Set down every entry word for word. Omit the pictures.

Data listing below:

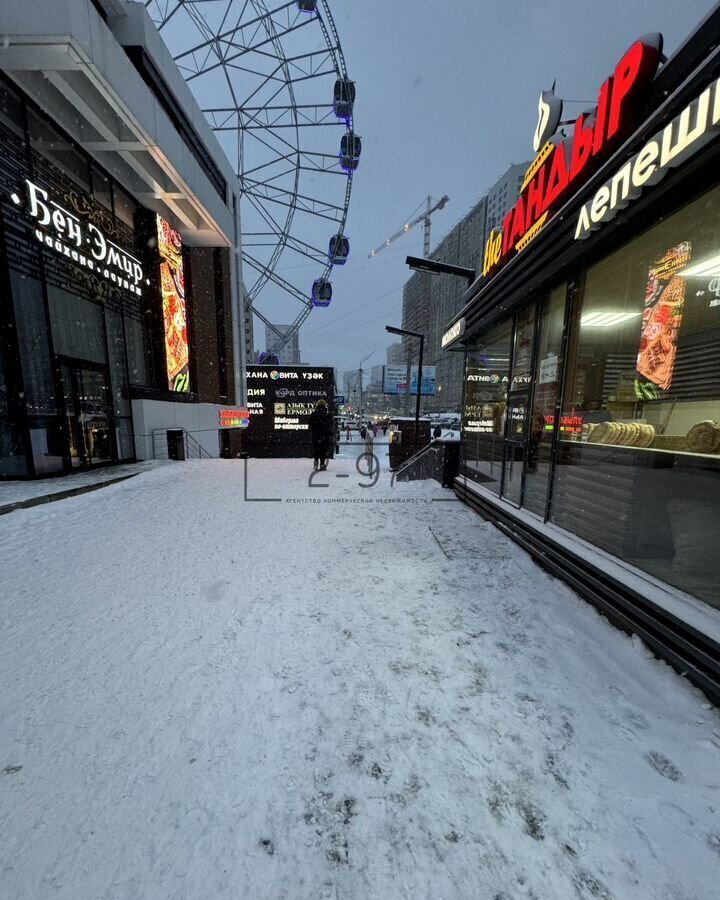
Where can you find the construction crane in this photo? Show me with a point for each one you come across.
(424, 218)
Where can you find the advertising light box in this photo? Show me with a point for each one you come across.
(395, 378)
(280, 402)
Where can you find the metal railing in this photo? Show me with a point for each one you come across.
(192, 447)
(438, 460)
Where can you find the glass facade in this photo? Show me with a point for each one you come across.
(598, 409)
(485, 409)
(72, 343)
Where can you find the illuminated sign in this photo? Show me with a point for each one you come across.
(662, 316)
(453, 333)
(395, 380)
(234, 418)
(563, 166)
(680, 139)
(281, 400)
(172, 283)
(81, 242)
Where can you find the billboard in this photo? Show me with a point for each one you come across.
(280, 401)
(395, 377)
(172, 283)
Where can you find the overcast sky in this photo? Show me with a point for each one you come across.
(447, 99)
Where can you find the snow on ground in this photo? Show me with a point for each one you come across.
(19, 491)
(205, 697)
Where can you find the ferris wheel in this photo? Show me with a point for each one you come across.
(273, 85)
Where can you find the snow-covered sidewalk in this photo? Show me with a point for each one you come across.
(344, 692)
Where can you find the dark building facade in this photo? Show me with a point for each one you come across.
(591, 412)
(119, 327)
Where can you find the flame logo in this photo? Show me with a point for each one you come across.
(549, 115)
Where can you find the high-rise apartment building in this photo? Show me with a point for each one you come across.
(431, 301)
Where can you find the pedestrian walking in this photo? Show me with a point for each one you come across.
(321, 429)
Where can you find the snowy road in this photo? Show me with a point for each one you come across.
(206, 698)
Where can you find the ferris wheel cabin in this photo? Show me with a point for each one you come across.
(350, 150)
(343, 98)
(322, 292)
(339, 250)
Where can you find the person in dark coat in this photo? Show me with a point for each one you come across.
(321, 429)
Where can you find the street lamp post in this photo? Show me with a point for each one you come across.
(364, 359)
(401, 331)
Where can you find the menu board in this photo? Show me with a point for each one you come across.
(280, 402)
(662, 316)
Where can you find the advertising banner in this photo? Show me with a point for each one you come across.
(172, 282)
(662, 317)
(280, 402)
(395, 378)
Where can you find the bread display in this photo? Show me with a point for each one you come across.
(704, 437)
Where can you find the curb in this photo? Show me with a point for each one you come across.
(62, 495)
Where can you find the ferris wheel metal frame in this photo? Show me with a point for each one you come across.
(244, 46)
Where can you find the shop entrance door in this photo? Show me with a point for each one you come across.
(515, 446)
(88, 411)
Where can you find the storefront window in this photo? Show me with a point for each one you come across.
(134, 341)
(118, 372)
(638, 472)
(78, 329)
(545, 396)
(31, 326)
(483, 430)
(12, 451)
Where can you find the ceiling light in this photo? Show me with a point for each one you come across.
(606, 319)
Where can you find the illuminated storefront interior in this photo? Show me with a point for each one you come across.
(591, 419)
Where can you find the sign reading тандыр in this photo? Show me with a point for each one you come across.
(562, 167)
(685, 135)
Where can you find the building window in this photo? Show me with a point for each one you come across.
(638, 472)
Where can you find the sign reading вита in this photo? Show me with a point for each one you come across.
(81, 242)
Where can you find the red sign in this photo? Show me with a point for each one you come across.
(234, 418)
(561, 168)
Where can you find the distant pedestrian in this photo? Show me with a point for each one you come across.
(321, 429)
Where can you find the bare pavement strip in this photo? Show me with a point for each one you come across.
(348, 692)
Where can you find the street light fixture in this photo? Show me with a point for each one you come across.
(438, 268)
(364, 359)
(402, 331)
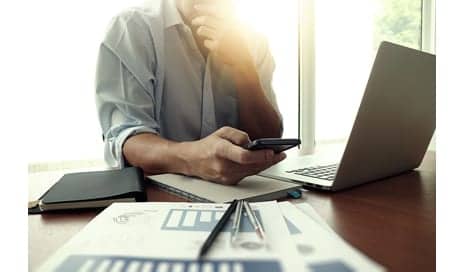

End of Data listing.

Exercise solution -
Where can you find the construction crane in this photo? Show me with a point for each one you come across.
(424, 218)
Where can you find the advertising light box in this photo? Show me with a point for each one you come across.
(395, 378)
(280, 402)
Where can you find the metal railing in this photo? Show me with a point for each one you come across.
(192, 447)
(438, 460)
Where can you find the glass facade in this photo? Show me with a point for each one you come across.
(598, 409)
(485, 409)
(72, 343)
Where can you find the illuminated sign in this photo? Show me with a point for each one you come across.
(662, 316)
(453, 333)
(395, 380)
(234, 418)
(563, 166)
(680, 139)
(281, 400)
(172, 283)
(81, 242)
Where can you find the billboard in this photo? Show me with a point for each one you come across.
(280, 401)
(395, 377)
(172, 283)
Where can you find the overcast sky in this photo? Show me with a point for each one you come across.
(447, 99)
Where can you find the snow on ground in this photo? Show me with a point for each one you come across.
(19, 491)
(205, 697)
Where can you find the ferris wheel in this photo? Show me with a point for each one you come across.
(273, 85)
Where can you find the snow-covered sidewalk in this photo? Show me with a point for each one you come across.
(344, 692)
Where can you find the dark building facade in this photo? Show me with a point for each one you come across.
(591, 412)
(119, 327)
Where can you find the flame logo in this photo? Show me with a point for each one you come across.
(549, 115)
Where can you find the high-rise apartment building in this photo? Show me with a point for each one you come across.
(431, 301)
Where can you find the pedestrian walking in this photo? Show me with a point for each one you come across.
(321, 429)
Where can you find the snowy road in this photo? Show me with a point for each one you come across.
(206, 698)
Where can you find the ferris wheel cabin in this photo? Show me with a point for each one you come across.
(350, 150)
(343, 98)
(322, 292)
(339, 250)
Where can you find the person in dark coat in this photo? Show me with a point for each one you come across.
(321, 429)
Where can you find the street lamp post in this photo? Show me with a point for each one you come across.
(364, 359)
(401, 331)
Where can you find the menu board in this photo? Show me with a point for each one you come across.
(280, 402)
(662, 316)
Where can you find the advertising banner in this photo? Show me with a point for each one you come across.
(172, 282)
(662, 317)
(280, 402)
(395, 378)
Where can you find the bread display in this photo? Show me with a point for each one you come across.
(704, 437)
Where can you find the curb in this photo? Show me with a point for each one you come across.
(62, 495)
Where can you find the ferris wheel metal frame in this photo? Show me with a point for each one you come across.
(244, 46)
Where can you find the shop entrance door in this photo? Show me with a point for each one you come across.
(515, 446)
(88, 411)
Where can you find the storefront window in this photo? Show me with a point for each one you come across.
(134, 341)
(118, 372)
(638, 472)
(78, 329)
(545, 396)
(31, 326)
(483, 430)
(12, 451)
Where can you find the ceiling light in this photo? Show me with a point for each one you come across.
(606, 319)
Where can you find the illuminated storefront interior in this photo? Show me with a point for each one you come across.
(591, 419)
Where can you find the sign reading тандыр in this photo? Show me with a point for each one you come across.
(562, 167)
(685, 135)
Where can you find the building window in this photo? Show me with a point for each one you come across.
(638, 472)
Where can you find the sign reading вита in this photo? Show me with a point for each one you come across.
(81, 242)
Where can you find the red sign in this photo? Show me with a point for each one you come across.
(234, 418)
(561, 168)
Where can you find the distant pedestrian in this photo? Show me with a point for each one you come across.
(321, 429)
Where can you find the bare pavement strip in this photo? Show me with a point for each one you come across.
(348, 692)
Where can you find the street light fixture in this photo? Show me with a point for each one you come across.
(438, 268)
(364, 359)
(402, 331)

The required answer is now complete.